AIM 1:
Answer these questions using the article on Jackson County's fire training building.
(a) How long has Lindquist's firefighting career lasted?
(b) How many stories tall is the burn building?
(c) When was the burn building completed?
AIM 2:
Reproduce the passage of the fire training article between "The facility, which" and "fall of 2009.", inclusive.

DOCUMENT SEGMENT:
::::::

JEFFERSON — In his 21-year firefighting career, nothing has deterred Capt. Matt Lindquist from helping to keep his community safe.

Even when he was severely burned in a fire several years ago, Lindquist wasn’t content to quit something he was passionate about.

“The nurse said to me, ‘What are you going to do now?’ and I said, ‘What do you mean? I’m going to fight fires,’ ” he said. “They were healing me so I could go back to work. I’m scarred for life, but I still do it.”

When firefighters find themselves in a life-threatening situation like Lindquist did, the training they’ve received becomes vastly important to getting out of a building alive.

“When you get trapped, that’s when your training kicks in,” he explained.

And Jackson County’s new fire training building will help local firefighters get that vital training.

The facility, which has been in the works for about 12 years and was built using special purpose local option sales tax funds, has a fire station with classrooms and a five-story burn building with several rooms, staircases, windows, indoor sprinkler systems and other features that can handle a number of different practice scenarios.

“It’s state of the art,” said Lindquist, a Jefferson resident and firefighter with the city of Atlanta. “They have a fixed structure where they can practice different situations. It meets every facet of qualifications firefighters need to be out in the field.”

Saturday morning, firefighters from several of Jackson County’s departments, most of which are staffed by volunteer firefighters, were the first to use the burn building since its completion in the fall of 2009.

The fire station’s classrooms have been used already for some training, but the departments at the facility this weekend were dressed in their gear practicing how to carry people from a second story window down a ladder to safety, the proper technique for opening a section of the roof over the base of a fire and other important information.

“We’re teaching them all the proper techniques. Believe it or not, there’s even a proper technique for putting water on a fire,” said Capt. Darrell Chaisson Jr. of the city of Jefferson’s fire department.

::::::

A block of data:

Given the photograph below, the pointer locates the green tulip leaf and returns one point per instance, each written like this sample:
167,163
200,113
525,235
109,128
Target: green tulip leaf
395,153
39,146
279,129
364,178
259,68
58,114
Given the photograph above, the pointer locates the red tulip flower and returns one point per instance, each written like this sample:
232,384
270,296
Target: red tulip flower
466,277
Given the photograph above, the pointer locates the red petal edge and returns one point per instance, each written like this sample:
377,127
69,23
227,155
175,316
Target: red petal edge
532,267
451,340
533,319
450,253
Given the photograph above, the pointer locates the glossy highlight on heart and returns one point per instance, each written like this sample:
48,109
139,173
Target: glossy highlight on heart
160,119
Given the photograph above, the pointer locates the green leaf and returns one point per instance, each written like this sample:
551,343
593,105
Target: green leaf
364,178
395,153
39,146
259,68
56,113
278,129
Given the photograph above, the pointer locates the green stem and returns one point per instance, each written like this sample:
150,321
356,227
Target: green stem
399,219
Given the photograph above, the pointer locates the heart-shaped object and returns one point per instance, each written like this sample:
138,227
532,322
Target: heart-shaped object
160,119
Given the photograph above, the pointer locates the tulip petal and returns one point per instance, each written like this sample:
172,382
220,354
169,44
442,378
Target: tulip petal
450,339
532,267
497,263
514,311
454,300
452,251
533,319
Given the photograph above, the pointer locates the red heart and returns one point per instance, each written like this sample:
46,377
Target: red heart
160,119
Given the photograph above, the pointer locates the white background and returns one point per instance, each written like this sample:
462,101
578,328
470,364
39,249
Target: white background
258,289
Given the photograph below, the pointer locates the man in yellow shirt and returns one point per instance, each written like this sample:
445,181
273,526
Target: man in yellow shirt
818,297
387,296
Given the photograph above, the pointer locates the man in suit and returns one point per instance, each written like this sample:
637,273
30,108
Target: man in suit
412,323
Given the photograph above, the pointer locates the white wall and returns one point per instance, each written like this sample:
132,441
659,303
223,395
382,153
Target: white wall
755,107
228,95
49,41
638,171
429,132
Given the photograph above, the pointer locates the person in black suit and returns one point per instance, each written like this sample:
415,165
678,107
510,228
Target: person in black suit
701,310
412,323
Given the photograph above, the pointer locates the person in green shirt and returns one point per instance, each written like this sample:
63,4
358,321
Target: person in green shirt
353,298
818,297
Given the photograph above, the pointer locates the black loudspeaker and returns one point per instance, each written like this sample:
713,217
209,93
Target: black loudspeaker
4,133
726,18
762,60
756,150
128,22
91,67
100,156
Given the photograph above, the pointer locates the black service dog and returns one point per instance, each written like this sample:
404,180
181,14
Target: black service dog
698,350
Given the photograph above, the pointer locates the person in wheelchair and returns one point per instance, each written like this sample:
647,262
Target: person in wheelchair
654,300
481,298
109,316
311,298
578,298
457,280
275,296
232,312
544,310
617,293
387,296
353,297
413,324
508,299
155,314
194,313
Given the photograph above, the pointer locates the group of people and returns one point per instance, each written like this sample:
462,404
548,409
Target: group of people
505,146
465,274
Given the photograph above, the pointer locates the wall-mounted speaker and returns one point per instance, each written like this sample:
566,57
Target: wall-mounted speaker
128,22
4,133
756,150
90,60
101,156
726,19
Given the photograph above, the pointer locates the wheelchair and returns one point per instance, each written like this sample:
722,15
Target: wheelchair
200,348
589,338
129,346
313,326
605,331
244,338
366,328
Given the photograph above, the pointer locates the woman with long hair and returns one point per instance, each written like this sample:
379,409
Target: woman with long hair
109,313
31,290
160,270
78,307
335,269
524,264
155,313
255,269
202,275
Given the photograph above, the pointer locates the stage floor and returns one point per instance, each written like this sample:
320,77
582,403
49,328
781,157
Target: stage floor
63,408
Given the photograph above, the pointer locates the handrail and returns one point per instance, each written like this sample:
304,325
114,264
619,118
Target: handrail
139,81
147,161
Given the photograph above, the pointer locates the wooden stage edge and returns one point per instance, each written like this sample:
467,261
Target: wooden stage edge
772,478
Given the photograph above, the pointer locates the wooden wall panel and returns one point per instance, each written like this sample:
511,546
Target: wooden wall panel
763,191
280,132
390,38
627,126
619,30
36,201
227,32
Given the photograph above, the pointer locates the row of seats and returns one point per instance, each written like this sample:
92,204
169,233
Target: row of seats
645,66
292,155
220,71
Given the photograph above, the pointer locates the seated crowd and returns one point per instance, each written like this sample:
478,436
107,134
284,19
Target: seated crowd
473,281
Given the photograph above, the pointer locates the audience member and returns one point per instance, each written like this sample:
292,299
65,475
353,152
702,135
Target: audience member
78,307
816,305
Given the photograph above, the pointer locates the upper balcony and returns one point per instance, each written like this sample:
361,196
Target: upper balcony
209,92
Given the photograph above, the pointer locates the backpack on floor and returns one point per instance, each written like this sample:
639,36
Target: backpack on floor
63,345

::::::

EXERCISE RESPONSE 1:
(a) 21 years
(b) Five stories
(c) In the fall of 2009

EXERCISE RESPONSE 2:
The facility, which has been in the works for about 12 years and was built using special purpose local option sales tax funds, has a fire station with classrooms and a five-story burn building with several rooms, staircases, windows, indoor sprinkler systems and other features that can handle a number of different practice scenarios.

“It’s state of the art,” said Lindquist, a Jefferson resident and firefighter with the city of Atlanta. “They have a fixed structure where they can practice different situations. It meets every facet of qualifications firefighters need to be out in the field.”

Saturday morning, firefighters from several of Jackson County’s departments, most of which are staffed by volunteer firefighters, were the first to use the burn building since its completion in the fall of 2009.